Summarizing: in OOP you use data to organize operations, in FP you use operations to organize data. Each approach is stronger or weaker according to the context. In general, none of the two has a higher representational gap between problem and solution.

10

Most functional languages are not Object-Oriented. That does not mean they have no objects (in the sense of complex types which have specific functionality associated with them). Haskell, like java, has Lists, Maps, Arrays, all kinds of Trees and many other complex types. If you look at the Haskell List or Map module you will see a set of functions very similar to the methods in most equivalent OO-language library modules. If you inspect the code, you will even find similar encapsulation, with some types (or their constructors, to be precise) and functions only usable by other functions in the module.

The way you work with these types in Haskell is often hardly different from the OO way. In Haskell I say

  null xs
  length xs

and in Java you say

  xs.isEmpty
  xs.length

Tomato, tomato. The Haskell functions are not tied to the object but they are closely associated with its type. ¨Ah, but,¨ you say, ¨in Java it is calling which ever length method is appropriate to the actual class of that object¨. Surprise – Haskell does polymorphism too with type classes (and other things).

◆ **TASK LIST**:
• 1. Decide whether each statement agrees with the passage on Haskell and object orientation. For each, answer yes or no and quote the words from the passage that settle it.
(a) Haskell has Lists, Maps and Arrays.
(b) Most functional languages are Object-Oriented.
(c) Haskell functions are tied to the object.
• 2. Reproduce word for word everything in the passage on Haskell and object orientation from "Most functional languages" down to "in the module.".
• 3. Pick up the passage on Haskell and object orientation after its last sentence and keep writing it.
The listing further down has no connection to the passage on Haskell and object orientation.

◆ **DATASET EXCERPTS**:
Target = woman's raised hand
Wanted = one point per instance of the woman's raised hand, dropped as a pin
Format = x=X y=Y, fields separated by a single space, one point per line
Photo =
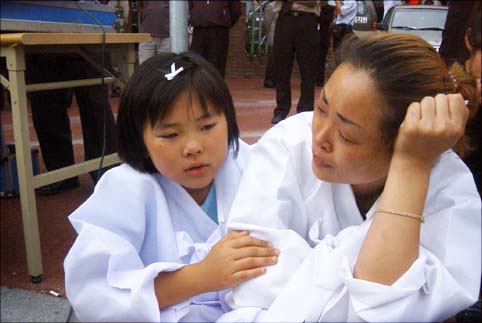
x=235 y=258
x=430 y=127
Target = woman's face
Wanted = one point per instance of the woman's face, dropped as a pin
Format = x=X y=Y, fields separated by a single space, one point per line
x=347 y=147
x=188 y=146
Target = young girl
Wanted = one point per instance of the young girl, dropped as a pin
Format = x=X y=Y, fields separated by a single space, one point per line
x=376 y=218
x=141 y=251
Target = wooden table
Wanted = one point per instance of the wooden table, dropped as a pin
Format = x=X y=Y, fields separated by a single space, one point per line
x=14 y=47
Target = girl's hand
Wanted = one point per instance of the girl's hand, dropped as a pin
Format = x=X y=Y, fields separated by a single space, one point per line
x=235 y=258
x=431 y=127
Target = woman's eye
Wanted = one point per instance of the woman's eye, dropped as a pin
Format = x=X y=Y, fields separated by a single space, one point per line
x=208 y=126
x=169 y=136
x=345 y=139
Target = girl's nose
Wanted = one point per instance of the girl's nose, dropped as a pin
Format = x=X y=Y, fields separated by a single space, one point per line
x=193 y=148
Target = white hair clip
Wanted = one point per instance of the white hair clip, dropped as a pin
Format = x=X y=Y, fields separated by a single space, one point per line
x=174 y=72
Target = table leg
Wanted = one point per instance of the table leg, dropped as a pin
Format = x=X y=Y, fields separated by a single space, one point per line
x=16 y=71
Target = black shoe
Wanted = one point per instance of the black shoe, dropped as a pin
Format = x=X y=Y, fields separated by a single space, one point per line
x=58 y=187
x=115 y=93
x=277 y=118
x=270 y=84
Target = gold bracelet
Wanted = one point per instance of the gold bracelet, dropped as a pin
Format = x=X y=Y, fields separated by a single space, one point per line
x=410 y=215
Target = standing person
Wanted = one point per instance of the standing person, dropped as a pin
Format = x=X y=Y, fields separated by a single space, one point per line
x=211 y=21
x=376 y=219
x=269 y=23
x=155 y=21
x=52 y=123
x=473 y=67
x=346 y=13
x=452 y=49
x=387 y=4
x=296 y=36
x=141 y=253
x=326 y=18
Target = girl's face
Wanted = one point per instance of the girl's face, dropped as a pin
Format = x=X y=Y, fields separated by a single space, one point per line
x=188 y=146
x=347 y=147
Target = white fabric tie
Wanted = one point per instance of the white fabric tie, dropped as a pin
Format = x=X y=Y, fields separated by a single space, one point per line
x=174 y=72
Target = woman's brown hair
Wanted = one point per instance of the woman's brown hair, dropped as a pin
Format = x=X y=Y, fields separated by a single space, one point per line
x=405 y=69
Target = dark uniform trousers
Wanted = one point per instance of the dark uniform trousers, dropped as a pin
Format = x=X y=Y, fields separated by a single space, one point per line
x=326 y=17
x=295 y=37
x=212 y=43
x=49 y=110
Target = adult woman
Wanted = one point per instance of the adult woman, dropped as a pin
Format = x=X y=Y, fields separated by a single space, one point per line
x=344 y=202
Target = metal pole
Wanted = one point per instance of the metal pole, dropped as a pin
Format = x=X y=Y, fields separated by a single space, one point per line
x=178 y=12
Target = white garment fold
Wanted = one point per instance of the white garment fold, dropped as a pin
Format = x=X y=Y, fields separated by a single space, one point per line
x=133 y=227
x=319 y=230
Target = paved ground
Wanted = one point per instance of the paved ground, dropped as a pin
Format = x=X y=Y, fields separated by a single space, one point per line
x=22 y=301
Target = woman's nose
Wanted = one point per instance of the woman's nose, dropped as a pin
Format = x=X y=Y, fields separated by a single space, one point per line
x=323 y=138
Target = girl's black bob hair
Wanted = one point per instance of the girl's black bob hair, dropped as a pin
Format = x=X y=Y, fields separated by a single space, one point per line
x=149 y=97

◆ **ANSWERS BELOW**:
• 1.
(a) Yes: "Haskell, like java, has Lists, Maps, Arrays, all kinds of Trees and many other complex types."
(b) No: "Most functional languages are not Object-Oriented."
(c) No: "The Haskell functions are not tied to the object but they are closely associated with its type."

• 2.
Most functional languages are not Object-Oriented. That does not mean they have no objects (in the sense of complex types which have specific functionality associated with them). Haskell, like java, has Lists, Maps, Arrays, all kinds of Trees and many other complex types. If you look at the Haskell List or Map module you will see a set of functions very similar to the methods in most equivalent OO-language library modules. If you inspect the code, you will even find similar encapsulation, with some types (or their constructors, to be precise) and functions only usable by other functions in the module.

• 3.
In Haskell, if I have is – a collection of integers – it does not matter whether the collection is a list or set or array, this code

  fmap (* 2) is

will return a collection with all the elements doubled. Polymorphism means that the appropriate map function for the specific type will be called.

These examples are, in truth, not really complex types but the same applies in more difficult problems. The idea that functional languages do not let you model complex objects and associate specific functionality with them is simply wrong.

There are important and significant differences between the functional and OO style but I don´t think this answer has to deal with them. You asked if functional languages prevent (or hinder) intuitive modelling of problems and tasks. The answer is No.

8

FP does indeed strive for a reduction in the representational gap:

Something you’ll see a lot of in functional languages is the practice of building the language up (using bottom-up design) into an Embedded Domain Specific Language (EDSL). This lets you develop a means of expressing your business concerns in a way that is natural for your domain within the programming language. Haskell and Lisp both pride themselves on this.

Part (if not all) of what enables this ability is more flexibility and expressiveness within the base language(s) itself; with first class functions, higher-order functions, function composition, and in some languages, algebraic data types (AKA discriminated unions) and the ability to define operators*, there’s more flexibility available for how to express things than there is with OOP, which means you’ll probably find more natural ways to express things from your problem domain. (It should say something that many OOP languages have been adopting many of these features recently, if not starting out with them.)

* Yes, in many OOP languages you can override the standard operators, but in Haskell, you can define new ones!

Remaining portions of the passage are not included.